BEGIN Data
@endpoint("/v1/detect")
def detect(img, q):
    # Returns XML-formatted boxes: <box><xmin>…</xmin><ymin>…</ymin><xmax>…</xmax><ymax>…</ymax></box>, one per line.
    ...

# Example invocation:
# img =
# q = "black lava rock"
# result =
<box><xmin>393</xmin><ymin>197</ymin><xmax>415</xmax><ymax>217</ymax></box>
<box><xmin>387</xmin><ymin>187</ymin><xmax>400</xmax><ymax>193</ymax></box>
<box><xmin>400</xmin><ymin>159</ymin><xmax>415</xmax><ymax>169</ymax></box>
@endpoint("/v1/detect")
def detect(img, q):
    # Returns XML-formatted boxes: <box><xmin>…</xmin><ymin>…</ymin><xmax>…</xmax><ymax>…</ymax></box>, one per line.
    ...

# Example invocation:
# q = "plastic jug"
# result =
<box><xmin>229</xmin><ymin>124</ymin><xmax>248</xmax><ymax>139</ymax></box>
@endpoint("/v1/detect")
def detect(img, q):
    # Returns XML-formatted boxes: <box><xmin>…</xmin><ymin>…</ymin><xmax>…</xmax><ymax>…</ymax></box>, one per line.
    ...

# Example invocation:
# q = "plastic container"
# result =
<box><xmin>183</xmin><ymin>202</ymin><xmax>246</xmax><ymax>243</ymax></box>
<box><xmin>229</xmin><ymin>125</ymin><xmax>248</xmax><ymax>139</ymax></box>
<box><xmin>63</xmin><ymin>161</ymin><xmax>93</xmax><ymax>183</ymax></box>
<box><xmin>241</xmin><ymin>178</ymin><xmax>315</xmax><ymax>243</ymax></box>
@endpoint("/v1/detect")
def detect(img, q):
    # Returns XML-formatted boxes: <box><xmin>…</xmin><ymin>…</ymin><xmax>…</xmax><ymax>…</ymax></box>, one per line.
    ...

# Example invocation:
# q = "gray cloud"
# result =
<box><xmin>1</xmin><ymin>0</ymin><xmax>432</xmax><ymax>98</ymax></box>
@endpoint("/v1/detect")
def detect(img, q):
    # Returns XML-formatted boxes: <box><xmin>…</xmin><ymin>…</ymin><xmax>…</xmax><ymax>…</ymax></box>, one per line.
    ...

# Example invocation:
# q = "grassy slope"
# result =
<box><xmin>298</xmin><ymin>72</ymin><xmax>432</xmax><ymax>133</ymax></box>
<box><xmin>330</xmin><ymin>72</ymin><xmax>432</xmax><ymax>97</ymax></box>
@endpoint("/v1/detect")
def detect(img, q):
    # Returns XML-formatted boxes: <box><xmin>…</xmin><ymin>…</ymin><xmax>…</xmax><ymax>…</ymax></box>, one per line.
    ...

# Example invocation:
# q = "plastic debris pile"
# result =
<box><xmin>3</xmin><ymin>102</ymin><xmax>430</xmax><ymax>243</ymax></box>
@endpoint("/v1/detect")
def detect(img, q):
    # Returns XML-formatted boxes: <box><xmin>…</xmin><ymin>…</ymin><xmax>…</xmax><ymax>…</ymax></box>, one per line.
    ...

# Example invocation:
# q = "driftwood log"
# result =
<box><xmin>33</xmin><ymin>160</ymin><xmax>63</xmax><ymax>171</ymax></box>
END Data
Find and copy each line of the listing above that holds the word "plastic".

→ Response to the task
# q = "plastic jug"
# q = "plastic container"
# q = "plastic debris pile"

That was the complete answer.